═══ Extract

Article Content
Introduction
ONE DATA introduces an efficient way to connect to exterior sources of data (relational databases, APIs, filesystems), with or without the use of Credentials.
Connections are mainly used to make resource manipulation in ONE DATA easier. In a way, if multiple Processors use the same resource (Host name and port name for DB Connection, URL for API Connection, etc.), simply updating the Connection configuration will update it for all Processors which are connected to it.
Overview
In the CONNECTIONS overview all Connections a user has created/access to within a project are listed in a time descending order by default. Within the CONNECTIONS overview the user can search for existing Connections by typing the name of a Connection or a keyword in the "Search Connections" field. In order to select several Connections of the list the user can move the mouse to the left beneath the Connection name, then small checkboxes appear next to the Connection's name that can be ticked. The selected Connections then can be either deselected, opened, deleted, or shared to other projects by choosing the respective option appearing on the left menu.

══════

# Written problem A
According to the ONE DATA Connections page, in what order does the CONNECTIONS overview list Connections by default?
# Written problem B
Translate this sentence from the ONE DATA Connections page into German: "Connections are mainly used to make resource manipulation in ONE DATA easier."
# Written problem C
Turn the paragraph of the Connections page that begins "In the CONNECTIONS overview all Connections" into a bulleted list that keeps its main facts.

═══ Supplied data

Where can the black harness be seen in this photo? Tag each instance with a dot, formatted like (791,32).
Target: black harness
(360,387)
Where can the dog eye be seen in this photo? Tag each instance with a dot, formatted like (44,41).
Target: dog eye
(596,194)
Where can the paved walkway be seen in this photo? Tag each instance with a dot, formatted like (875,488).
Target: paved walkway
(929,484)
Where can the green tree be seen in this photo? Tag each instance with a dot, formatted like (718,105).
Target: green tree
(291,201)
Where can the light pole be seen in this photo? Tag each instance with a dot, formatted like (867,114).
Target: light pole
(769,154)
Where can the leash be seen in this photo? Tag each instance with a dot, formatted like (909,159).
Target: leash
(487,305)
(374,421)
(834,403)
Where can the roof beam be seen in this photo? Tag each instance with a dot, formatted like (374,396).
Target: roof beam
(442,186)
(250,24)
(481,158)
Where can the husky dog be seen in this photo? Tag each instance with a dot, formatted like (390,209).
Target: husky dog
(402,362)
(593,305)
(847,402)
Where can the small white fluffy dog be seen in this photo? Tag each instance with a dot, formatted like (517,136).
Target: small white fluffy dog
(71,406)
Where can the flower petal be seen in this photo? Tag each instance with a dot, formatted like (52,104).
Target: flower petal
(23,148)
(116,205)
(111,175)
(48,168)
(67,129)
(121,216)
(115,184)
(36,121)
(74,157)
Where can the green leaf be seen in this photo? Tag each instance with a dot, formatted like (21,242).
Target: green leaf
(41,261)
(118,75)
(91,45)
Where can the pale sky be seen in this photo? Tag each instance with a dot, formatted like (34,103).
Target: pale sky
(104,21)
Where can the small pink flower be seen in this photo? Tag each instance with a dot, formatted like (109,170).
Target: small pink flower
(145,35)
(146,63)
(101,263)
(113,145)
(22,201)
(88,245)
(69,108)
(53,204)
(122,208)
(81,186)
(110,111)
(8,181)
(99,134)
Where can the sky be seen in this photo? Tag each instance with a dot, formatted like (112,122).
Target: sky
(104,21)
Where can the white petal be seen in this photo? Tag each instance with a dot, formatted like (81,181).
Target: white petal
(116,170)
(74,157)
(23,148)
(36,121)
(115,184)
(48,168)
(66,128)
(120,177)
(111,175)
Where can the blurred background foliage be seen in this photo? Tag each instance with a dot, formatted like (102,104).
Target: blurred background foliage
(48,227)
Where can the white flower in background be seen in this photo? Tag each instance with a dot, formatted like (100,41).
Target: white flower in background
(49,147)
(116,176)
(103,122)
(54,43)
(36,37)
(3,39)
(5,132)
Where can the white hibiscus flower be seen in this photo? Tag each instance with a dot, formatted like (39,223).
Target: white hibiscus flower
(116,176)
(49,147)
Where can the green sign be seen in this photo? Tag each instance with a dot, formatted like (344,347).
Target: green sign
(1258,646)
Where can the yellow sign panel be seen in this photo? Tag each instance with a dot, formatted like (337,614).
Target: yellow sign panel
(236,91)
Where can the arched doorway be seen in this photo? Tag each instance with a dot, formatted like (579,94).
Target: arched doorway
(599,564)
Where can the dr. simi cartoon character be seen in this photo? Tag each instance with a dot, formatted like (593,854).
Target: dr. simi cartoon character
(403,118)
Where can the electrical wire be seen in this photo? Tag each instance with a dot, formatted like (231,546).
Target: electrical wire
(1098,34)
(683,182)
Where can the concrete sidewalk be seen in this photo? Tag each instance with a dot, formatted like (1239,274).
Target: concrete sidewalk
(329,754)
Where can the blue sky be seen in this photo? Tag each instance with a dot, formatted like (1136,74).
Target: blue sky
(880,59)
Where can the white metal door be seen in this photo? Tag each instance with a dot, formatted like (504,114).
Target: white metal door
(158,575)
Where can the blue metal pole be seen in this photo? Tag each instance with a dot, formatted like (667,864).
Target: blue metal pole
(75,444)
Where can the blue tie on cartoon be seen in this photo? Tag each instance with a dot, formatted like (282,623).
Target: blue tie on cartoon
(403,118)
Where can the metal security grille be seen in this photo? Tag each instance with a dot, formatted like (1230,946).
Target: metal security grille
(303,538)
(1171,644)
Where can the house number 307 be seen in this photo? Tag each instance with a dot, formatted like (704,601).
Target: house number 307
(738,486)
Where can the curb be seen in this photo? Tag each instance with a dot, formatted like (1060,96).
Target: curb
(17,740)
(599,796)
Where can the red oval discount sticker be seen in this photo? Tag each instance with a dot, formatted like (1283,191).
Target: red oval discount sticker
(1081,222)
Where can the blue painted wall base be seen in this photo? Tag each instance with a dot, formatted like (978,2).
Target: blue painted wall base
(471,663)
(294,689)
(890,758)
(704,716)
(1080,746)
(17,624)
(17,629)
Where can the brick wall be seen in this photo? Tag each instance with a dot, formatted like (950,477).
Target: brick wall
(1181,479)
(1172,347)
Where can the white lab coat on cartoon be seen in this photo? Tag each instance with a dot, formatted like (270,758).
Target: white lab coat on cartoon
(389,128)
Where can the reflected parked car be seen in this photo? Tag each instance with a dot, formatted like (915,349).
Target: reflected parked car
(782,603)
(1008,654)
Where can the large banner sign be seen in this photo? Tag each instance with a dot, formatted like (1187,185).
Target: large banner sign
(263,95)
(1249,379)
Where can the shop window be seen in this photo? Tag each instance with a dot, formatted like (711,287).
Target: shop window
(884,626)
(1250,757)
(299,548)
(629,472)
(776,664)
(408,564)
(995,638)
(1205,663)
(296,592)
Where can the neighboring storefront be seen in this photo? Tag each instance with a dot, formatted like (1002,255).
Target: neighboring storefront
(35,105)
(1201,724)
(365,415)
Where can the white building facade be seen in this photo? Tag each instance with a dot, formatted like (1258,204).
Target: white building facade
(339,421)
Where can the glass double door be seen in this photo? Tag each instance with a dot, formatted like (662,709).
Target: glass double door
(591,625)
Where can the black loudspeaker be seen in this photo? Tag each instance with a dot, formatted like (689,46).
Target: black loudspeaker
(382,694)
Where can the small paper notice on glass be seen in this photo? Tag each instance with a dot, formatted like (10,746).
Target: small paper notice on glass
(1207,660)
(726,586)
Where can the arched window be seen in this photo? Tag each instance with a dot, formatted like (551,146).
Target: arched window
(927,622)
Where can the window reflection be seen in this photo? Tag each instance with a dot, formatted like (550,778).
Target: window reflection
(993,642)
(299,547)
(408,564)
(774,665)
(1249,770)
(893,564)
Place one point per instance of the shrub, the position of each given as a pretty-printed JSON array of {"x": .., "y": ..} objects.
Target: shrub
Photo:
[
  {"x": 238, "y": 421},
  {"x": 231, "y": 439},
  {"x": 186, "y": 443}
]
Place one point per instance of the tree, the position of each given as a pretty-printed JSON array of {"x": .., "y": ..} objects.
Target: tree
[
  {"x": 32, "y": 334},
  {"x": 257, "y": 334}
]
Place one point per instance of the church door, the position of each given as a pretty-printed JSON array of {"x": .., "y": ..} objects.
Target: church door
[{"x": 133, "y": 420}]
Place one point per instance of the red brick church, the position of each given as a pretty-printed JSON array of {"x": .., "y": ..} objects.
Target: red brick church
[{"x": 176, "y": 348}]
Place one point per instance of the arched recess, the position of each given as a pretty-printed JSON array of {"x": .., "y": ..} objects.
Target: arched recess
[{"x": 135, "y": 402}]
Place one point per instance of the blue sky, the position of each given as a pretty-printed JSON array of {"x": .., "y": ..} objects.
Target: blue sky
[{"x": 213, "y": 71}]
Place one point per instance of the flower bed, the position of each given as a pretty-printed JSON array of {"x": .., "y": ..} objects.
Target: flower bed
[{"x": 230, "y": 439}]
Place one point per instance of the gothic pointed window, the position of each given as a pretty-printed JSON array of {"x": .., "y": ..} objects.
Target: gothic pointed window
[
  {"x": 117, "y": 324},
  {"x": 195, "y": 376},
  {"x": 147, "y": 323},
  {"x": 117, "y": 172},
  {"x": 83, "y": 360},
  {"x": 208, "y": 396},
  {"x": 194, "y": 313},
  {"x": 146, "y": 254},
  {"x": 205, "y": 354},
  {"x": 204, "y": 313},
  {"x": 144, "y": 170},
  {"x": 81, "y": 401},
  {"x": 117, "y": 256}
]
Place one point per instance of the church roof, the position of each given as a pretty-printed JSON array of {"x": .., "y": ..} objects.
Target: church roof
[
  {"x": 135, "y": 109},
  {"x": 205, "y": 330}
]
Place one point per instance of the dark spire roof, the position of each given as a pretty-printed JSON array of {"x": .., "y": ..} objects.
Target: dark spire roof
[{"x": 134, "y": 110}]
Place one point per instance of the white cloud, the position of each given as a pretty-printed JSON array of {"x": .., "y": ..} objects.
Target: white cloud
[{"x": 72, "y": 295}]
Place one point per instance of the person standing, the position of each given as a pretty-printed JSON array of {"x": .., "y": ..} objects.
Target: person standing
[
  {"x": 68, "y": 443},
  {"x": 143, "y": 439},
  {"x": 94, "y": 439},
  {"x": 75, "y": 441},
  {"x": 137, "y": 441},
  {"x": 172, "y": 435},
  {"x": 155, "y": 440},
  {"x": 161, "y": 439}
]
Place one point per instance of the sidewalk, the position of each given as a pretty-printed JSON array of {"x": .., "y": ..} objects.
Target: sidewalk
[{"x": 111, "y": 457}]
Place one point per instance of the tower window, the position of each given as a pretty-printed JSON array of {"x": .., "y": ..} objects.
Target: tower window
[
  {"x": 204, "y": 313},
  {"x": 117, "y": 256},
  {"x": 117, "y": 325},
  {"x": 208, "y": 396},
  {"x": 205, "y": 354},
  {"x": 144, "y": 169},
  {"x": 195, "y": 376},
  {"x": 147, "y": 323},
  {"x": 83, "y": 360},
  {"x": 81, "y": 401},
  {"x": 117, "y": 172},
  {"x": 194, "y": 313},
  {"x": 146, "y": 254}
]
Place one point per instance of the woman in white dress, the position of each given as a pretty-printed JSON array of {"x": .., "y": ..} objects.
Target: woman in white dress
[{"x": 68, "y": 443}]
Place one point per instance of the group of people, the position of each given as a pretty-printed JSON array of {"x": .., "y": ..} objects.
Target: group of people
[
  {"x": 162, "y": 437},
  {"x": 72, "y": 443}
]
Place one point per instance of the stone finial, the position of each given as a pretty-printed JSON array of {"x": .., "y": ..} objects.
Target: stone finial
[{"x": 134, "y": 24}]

══════

# Output A
In time descending order.

# Output B
Verbindungen werden hauptsächlich verwendet, um die Handhabung von Ressourcen in ONE DATA zu erleichtern.

# Output C
- The CONNECTIONS overview lists all Connections a user has created or has access to within a project, in time descending order by default.
- Users can search for existing Connections by typing a Connection name or a keyword in the "Search Connections" field.
- To select several Connections, the user moves the mouse to the left beneath a Connection name, where small checkboxes appear that can be ticked.
- Selected Connections can be deselected, opened, deleted, or shared to other projects through the options on the left menu.